● **WORK INSTRUCTION**
List every person named in the article below about Kevin McCarthy's remark on Putin.

● **DOCUMENT EXTRACT**
=== Section Start ===
House Minority Leader Kevin McCarthy’s choice of words has gotten him into trouble on several occasions. Indeed, the California Republican might’ve even become Speaker of the House had he not accidentally told the truth about his party’s Benghazi committee.
But if we were creating a greatest hits collection for the GOP leader, one quote — uttered exactly six years ago today — would probably claim the #1 slot on the list. The Washington Post reported several years ago:
A month before Donald Trump clinched the Republican nomination, one of his closest allies in Congress — House Majority Leader Kevin McCarthy — made a politically explosive assertion in a private conversation on Capitol Hill with his fellow GOP leaders: that Trump could be the beneficiary of payments from Russian President Vladimir Putin.
On June 15, 2016, McCarthy told his fellow Republicans, “There’s two people I think Putin pays: Rohrabacher and Trump.” (Former Republican Rep. Dana Rohrabacher earned a reputation as one of Russia’s biggest congressional supporters.) McCarthy added at the time, “Swear to God.”
According to the recording, then-House Speaker Paul Ryan immediately interjected, insisting that the assembled Republicans — some of whom were heard laughing at the comments — not tell anyone about what McCarthy had just said.
“No leaks,” Ryan said at the time, adding, “This is how we know we’re a real family here.”
A year later, a recording of McCarthy’s comments leaked.
Initially, GOP officials swore up and down that McCarthy never said any such thing, but when told about the tape, they quickly switched gears, acknowledged McCarthy’s quote, but said he was kidding.
When the recording came to public light, a separate Washington Post analysis added, “It is quite possible that McCarthy did not mean that he really, truly thought Trump was cashing checks from Putin. Perhaps he made the comment to illustrate his belief that Trump was metaphorically in Putin’s pocket. That’s not much better — and it’s a theory that would explain why Republicans wanted to keep the comment secret and then falsely claimed that McCarthy never said it.”
Six years later, the House GOP leader probably prefers not to remember his “joke,” but like his line on the Benghazi committee, McCarthy’s mistake was telling an inconvenient truth. Indeed, Trump spent four years in the White House proving that McCarthy had a point, defending Putin, and aligning his administration’s policies with Russia’s wishes.
Trump’s own director of national intelligence, Dan Coats, ultimately suggested to Bob Woodward that he couldn’t shake the suspicion that Trump was beholden to Putin.
What’s more, while it’s become fashionable in some Republican circles to pretend that Trump’s Russia scandal has somehow been discredited, reality tells a different story: This was a genuine scandal about a Republican presidential candidate whose political operation sought, embraced, capitalized on, and lied about assistance from a foreign adversary — and then took steps to obstruct the investigation into the foreign interference.
Over the course of his unfortunate congressional career, McCarthy has been wrong about a great many things. But when it came to Trump and Putin, six years ago today, he was right.
=== Section End ===
● **SUPPLIED MATERIAL**
=== Section Start ===
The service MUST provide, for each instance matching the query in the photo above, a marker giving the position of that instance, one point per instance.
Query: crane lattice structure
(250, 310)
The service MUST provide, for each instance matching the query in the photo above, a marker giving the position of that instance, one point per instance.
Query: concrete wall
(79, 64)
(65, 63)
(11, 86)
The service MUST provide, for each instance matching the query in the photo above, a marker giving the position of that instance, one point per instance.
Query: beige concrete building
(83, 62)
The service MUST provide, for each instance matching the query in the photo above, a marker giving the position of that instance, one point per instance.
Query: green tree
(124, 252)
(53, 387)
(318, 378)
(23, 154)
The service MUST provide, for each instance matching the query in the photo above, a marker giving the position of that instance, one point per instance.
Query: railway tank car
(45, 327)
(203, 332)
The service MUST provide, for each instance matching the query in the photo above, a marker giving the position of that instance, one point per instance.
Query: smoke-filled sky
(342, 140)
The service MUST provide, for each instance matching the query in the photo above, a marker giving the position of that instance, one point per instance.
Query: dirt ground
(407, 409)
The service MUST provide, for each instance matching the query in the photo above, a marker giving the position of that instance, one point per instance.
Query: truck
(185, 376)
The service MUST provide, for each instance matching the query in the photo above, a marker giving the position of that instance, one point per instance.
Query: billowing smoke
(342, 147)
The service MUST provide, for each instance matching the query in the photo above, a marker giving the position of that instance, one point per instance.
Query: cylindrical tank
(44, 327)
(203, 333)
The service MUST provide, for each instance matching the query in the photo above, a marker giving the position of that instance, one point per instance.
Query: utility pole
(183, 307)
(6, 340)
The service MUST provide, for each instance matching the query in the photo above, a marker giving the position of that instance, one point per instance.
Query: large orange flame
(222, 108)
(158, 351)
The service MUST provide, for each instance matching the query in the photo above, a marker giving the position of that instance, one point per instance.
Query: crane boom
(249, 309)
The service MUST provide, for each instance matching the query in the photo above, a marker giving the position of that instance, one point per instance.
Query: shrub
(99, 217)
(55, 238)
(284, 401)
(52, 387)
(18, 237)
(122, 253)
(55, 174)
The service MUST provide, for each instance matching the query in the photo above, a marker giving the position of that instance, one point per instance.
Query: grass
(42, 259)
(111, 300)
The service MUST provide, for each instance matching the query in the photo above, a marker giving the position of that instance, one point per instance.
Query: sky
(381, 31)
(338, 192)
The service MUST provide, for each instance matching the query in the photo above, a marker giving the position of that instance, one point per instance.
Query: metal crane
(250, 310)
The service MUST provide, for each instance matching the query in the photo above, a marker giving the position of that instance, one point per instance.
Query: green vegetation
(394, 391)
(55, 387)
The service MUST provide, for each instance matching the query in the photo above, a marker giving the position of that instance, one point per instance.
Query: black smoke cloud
=== Section End ===
● **PROBLEM SOLUTION**
Kevin McCarthy, Donald Trump, Vladimir Putin, Dana Rohrabacher, Paul Ryan, Dan Coats, Bob Woodward